## PROBLEM
In the section on designing NDI capability demonstrations, what determines the matrix of inspections to be performed?

## TEXT TO READ
>>>
# Section 3.1.2.2. Design of NDI Capability Demonstrations

NDI capability is typically
quantified through a capability demonstration program. The concept for such a demonstration is to
mimic the real inspection as closely as possible on representative specimens
that contain cracks of known sizes that span the range of increase of the POD(*a*) function. A comprehensive description for the execution of such a
demonstration program and the analysis of the resulting data is presented in
MIL-HDBK-1823 (see also Berens [1988] and Berens [2000]). The analysis of the data from an NDI
demonstration uses the maximum likelihood estimates of the parameters of the
POD(*a*) model and the asymptotic
properties of such estimates. This
subsection briefly reviews the design and execution of a generic capability
demonstration.

An NDI reliability demonstration
comprises the execution of a test matrix of inspections on a set of specimens
with known crack locations and sizes.
The inspection results, either *â*
or hit/miss, are then analyzed to estimate the parameters of the POD(*a*) function and the reliably detected
crack size_{ }for the inspection application. The specimens are inspected under a test protocol that simulates as closely as practical the actual
application conditions. Establishing
test protocols for eddy current,
fluorescent penetrant, ultrasonic and magnetic particle inspection systems
are discussed in MIL-HDBK-1823.

The objectives and costs of an NDI
demonstration determine the matrix of inspections to be performed. From the analysis viewpoint, there are two
major categories of concerns that must be
addressed in establishing the experimental design. These are: a) the generality of inferences that can be
made from the controlled and uncontrolled inspection and material parameters; and, b) the number and sizes of cracks and the
number of uncracked inspection sites in the specimens.
<<<
## EXTRACTED RECORDS
>>>
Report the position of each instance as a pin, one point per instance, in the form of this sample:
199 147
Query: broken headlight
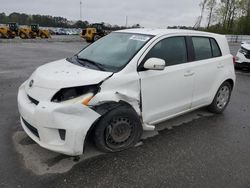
81 94
243 51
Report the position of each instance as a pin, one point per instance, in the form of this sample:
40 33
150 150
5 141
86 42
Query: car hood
63 74
246 46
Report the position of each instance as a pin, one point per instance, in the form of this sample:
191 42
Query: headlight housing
75 94
243 51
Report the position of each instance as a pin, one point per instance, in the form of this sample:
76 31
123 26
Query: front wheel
118 130
221 98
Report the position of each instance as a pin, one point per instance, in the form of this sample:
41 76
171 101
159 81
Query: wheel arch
102 108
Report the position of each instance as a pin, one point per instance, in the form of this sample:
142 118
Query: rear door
207 65
167 92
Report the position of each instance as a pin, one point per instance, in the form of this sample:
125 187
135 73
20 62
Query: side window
215 48
172 50
202 48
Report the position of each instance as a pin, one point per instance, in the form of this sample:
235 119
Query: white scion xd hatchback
122 84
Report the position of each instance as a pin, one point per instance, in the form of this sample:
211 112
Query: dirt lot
198 149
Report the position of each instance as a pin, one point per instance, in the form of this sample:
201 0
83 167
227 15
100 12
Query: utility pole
126 21
81 10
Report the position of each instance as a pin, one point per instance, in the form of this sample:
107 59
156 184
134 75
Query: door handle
189 73
219 66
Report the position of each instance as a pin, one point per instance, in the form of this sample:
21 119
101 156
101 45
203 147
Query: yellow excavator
11 30
37 32
94 32
33 31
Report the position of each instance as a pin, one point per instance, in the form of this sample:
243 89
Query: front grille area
245 52
31 128
33 100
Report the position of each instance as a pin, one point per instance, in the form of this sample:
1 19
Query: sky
153 13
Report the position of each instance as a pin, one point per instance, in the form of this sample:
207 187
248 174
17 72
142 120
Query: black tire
118 130
43 36
23 36
218 106
96 37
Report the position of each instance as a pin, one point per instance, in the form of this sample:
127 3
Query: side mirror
154 64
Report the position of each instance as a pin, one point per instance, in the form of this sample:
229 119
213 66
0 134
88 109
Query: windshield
114 51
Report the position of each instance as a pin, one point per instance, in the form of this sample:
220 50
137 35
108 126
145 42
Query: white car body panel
198 84
240 58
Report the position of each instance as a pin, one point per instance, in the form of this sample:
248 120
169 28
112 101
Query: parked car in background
242 59
245 42
125 82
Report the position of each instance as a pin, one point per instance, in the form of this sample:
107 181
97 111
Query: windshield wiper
98 65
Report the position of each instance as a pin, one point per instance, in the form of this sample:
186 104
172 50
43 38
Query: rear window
202 48
215 48
205 48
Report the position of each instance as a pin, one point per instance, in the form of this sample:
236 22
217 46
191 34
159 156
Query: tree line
42 20
226 16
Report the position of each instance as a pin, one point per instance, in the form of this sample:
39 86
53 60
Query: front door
167 92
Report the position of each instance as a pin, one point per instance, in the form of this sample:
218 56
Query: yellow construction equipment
12 30
37 32
9 31
33 31
94 32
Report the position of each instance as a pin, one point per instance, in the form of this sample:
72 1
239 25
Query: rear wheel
43 36
221 98
96 37
23 36
117 130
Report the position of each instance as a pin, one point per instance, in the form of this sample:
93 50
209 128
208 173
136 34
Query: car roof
159 32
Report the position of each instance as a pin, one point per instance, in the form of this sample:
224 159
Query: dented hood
63 74
246 46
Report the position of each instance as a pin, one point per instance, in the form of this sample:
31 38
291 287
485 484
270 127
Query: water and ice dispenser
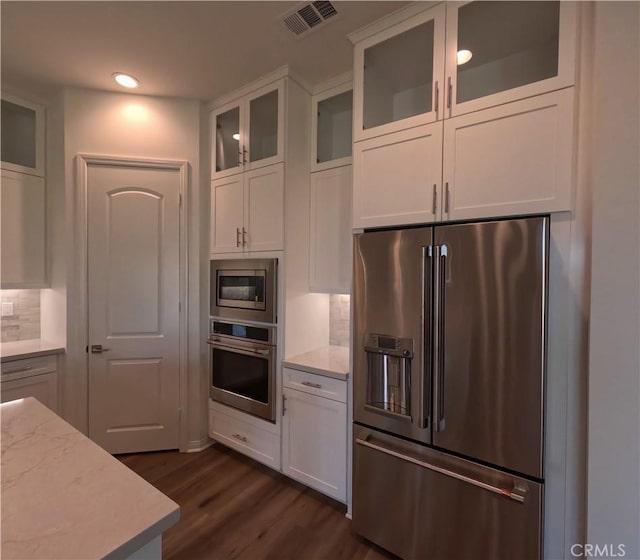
389 374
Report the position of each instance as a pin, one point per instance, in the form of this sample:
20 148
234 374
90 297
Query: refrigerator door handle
424 414
518 493
442 253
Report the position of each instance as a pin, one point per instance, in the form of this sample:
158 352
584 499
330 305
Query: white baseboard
199 445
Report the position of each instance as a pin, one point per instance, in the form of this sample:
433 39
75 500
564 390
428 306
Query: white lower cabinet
31 377
314 432
245 437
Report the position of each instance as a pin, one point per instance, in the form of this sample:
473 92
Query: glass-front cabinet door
264 129
398 76
226 140
332 127
22 139
503 51
249 132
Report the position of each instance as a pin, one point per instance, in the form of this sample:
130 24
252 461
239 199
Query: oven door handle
237 350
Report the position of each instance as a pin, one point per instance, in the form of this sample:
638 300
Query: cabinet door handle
314 385
446 198
435 199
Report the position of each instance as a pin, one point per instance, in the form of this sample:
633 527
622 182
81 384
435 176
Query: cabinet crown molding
278 74
392 19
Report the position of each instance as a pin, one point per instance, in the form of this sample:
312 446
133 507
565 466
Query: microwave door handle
236 350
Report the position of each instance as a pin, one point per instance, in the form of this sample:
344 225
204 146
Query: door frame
80 247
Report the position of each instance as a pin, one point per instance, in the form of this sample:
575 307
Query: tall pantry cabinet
464 110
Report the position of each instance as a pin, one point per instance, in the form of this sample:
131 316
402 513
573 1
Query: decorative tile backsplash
24 323
339 320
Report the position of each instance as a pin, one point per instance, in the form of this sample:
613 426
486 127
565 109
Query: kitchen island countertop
330 361
63 496
28 349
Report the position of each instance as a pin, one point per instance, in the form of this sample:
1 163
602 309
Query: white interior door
133 216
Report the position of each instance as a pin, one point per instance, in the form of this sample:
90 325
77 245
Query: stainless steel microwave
244 289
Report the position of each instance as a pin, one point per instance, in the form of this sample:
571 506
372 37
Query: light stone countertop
28 349
330 361
64 497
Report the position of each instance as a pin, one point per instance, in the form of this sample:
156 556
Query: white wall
613 486
105 123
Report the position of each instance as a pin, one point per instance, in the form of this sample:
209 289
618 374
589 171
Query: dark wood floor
232 507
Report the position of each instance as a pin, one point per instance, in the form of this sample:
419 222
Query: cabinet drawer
314 384
250 440
18 369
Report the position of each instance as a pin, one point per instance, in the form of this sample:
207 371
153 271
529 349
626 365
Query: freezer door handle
424 414
441 254
517 493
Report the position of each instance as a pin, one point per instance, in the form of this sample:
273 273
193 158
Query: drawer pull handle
16 370
314 385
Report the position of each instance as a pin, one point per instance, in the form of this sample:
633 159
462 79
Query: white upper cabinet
23 231
247 211
397 177
331 127
516 50
480 124
330 234
248 133
22 136
511 159
398 75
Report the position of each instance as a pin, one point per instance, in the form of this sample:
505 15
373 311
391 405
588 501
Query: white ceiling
179 49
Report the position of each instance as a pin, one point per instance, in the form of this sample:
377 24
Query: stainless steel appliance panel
242 370
392 294
244 289
489 309
420 503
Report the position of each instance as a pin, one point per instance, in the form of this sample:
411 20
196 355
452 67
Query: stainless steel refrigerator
449 360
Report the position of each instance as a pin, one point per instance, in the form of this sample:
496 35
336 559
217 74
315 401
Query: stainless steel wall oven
243 364
244 289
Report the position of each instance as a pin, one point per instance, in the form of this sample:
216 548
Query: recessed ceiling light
464 56
125 80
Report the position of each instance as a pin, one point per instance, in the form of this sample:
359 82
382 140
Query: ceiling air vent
307 17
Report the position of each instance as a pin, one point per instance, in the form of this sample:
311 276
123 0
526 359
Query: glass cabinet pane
511 44
263 126
227 139
18 134
335 116
398 77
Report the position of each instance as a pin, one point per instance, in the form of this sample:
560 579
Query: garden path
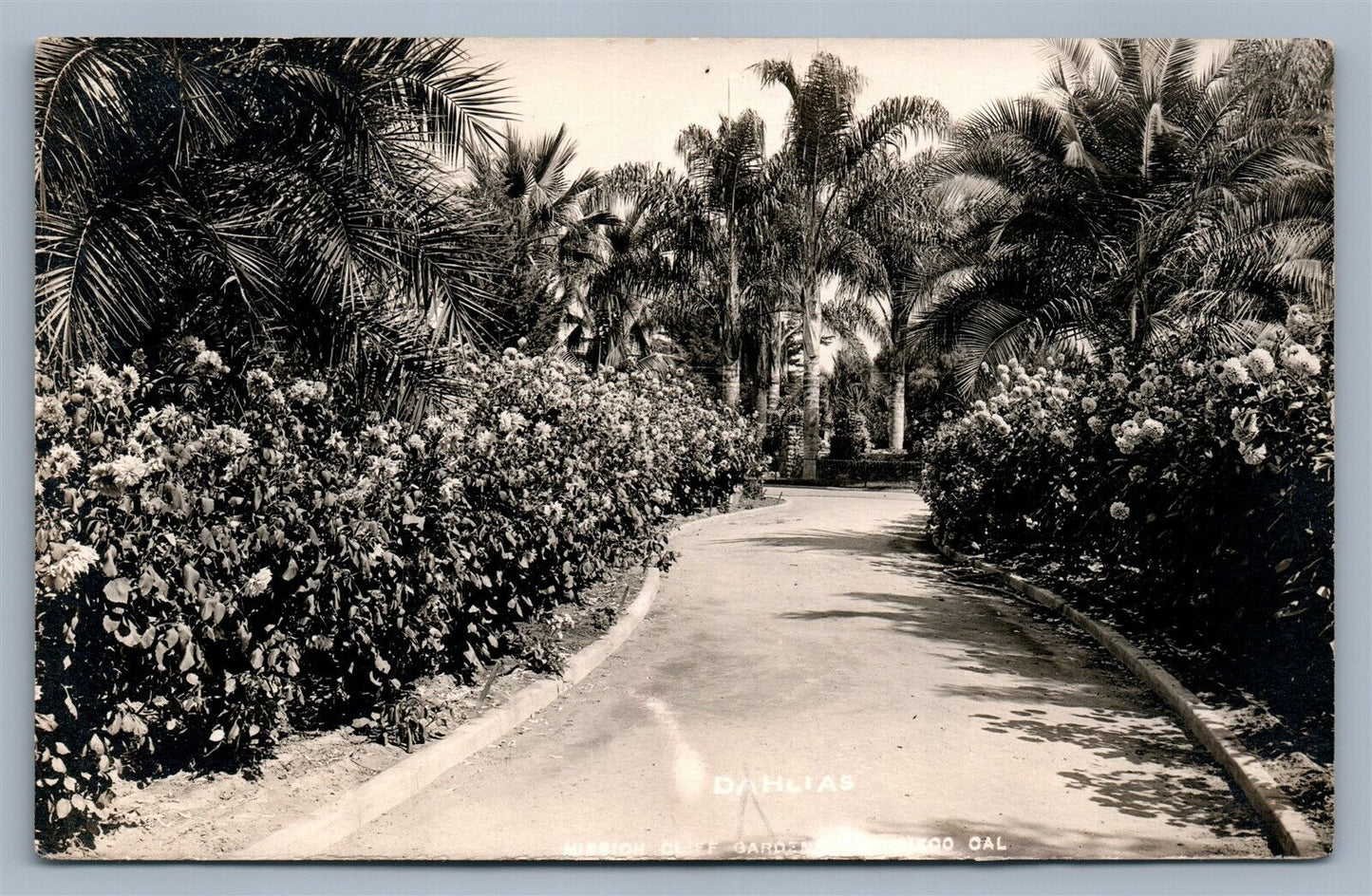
878 705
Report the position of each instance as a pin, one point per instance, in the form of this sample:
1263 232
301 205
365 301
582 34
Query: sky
626 99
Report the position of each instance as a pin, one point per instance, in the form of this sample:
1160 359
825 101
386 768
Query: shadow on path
1041 680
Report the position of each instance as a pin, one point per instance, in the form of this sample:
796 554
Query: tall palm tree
291 193
919 231
826 143
727 170
1134 199
548 215
629 265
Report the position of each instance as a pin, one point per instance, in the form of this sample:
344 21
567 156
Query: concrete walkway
813 683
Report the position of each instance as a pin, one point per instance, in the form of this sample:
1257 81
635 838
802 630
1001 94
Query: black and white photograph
469 449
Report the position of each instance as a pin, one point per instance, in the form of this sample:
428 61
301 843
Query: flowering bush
1201 482
207 579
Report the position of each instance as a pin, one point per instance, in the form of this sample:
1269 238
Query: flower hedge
1199 483
207 579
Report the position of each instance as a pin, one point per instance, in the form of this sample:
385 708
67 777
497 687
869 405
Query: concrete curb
1288 826
348 813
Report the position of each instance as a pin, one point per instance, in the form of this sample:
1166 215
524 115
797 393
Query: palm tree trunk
810 421
730 336
730 372
777 369
897 403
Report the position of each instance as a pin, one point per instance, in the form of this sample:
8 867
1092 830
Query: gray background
1347 24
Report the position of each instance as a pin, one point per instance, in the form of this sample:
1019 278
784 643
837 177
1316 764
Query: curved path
877 705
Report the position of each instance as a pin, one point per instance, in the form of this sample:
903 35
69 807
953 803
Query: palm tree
826 143
628 265
269 193
1137 197
919 231
727 170
546 215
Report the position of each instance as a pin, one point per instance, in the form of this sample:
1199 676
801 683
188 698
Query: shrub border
1291 829
348 812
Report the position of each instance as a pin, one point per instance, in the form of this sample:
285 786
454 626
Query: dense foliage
1198 483
289 193
207 579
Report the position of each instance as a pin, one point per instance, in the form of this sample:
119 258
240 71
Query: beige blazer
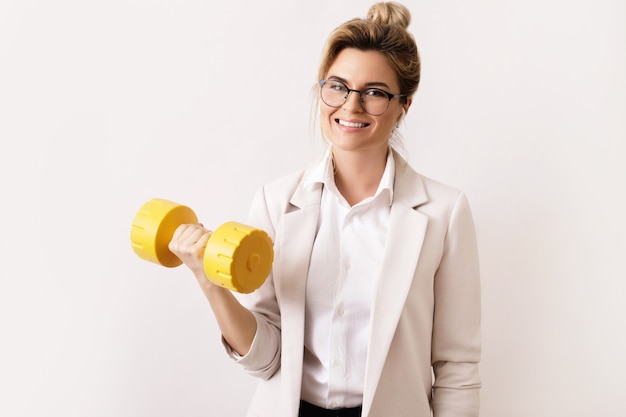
424 347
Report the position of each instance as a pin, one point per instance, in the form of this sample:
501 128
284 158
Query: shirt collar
322 173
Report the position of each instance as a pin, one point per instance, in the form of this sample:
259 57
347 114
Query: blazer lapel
405 236
294 252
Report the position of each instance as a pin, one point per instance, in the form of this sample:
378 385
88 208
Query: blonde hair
385 31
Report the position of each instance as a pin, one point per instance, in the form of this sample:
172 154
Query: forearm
237 323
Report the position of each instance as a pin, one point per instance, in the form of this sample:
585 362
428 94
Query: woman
373 304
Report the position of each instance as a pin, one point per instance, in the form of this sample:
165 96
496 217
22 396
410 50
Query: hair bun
390 13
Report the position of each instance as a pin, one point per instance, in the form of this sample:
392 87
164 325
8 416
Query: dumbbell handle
237 256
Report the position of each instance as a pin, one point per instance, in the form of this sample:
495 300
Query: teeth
351 124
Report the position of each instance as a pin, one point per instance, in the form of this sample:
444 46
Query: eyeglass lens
373 100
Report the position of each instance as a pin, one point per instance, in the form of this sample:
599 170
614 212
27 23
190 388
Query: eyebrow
367 85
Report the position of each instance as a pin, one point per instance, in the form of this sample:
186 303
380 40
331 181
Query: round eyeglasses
374 101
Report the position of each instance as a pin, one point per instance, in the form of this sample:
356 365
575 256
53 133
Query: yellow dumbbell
237 256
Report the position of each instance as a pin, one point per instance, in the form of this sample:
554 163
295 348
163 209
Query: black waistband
310 410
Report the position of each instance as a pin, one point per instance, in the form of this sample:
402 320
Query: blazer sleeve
456 339
263 359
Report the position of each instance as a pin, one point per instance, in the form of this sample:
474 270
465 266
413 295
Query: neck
358 174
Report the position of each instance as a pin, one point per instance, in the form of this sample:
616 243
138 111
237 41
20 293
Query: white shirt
346 257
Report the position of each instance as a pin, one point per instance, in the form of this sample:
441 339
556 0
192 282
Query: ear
405 109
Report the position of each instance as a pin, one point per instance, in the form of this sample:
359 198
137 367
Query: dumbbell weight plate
238 257
153 228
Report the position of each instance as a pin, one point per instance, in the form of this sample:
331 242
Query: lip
351 124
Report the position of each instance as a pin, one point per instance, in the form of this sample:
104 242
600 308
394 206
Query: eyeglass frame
390 96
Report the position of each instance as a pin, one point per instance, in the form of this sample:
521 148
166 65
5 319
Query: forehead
360 68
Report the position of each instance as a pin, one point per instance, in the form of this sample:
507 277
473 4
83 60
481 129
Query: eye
335 86
375 93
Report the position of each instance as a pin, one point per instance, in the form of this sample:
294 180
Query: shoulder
422 189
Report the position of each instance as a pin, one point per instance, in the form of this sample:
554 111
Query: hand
188 244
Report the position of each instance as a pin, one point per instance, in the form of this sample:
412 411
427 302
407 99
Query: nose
353 101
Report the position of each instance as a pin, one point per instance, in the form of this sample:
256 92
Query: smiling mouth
351 124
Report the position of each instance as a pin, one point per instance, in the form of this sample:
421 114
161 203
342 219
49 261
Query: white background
106 104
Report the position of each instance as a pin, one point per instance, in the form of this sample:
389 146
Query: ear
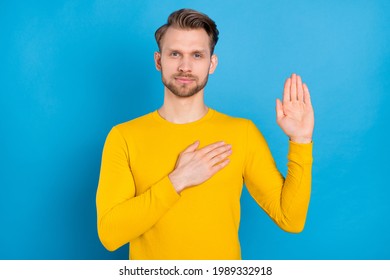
<<<
## ANSWER
The objectives and costs of the NDI demonstration determine it.